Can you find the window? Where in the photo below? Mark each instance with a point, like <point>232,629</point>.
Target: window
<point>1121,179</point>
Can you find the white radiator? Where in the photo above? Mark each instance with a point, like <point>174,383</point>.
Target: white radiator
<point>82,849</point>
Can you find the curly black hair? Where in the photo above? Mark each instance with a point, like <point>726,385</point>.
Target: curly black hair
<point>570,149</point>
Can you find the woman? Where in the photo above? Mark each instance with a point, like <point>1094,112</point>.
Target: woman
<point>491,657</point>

########

Problem requirements >>
Everything from the line with "Can you find the curly" through the last line of the data above, please return word for word, and no other line.

Task response >>
Can you find the curly black hair? Where in the photo above? Mark each instance with a point, like <point>726,385</point>.
Target: curly black hair
<point>570,149</point>
Can you find the woman? Where in the photo above? Mark each instance with a point, like <point>1094,112</point>.
Target: woman
<point>491,657</point>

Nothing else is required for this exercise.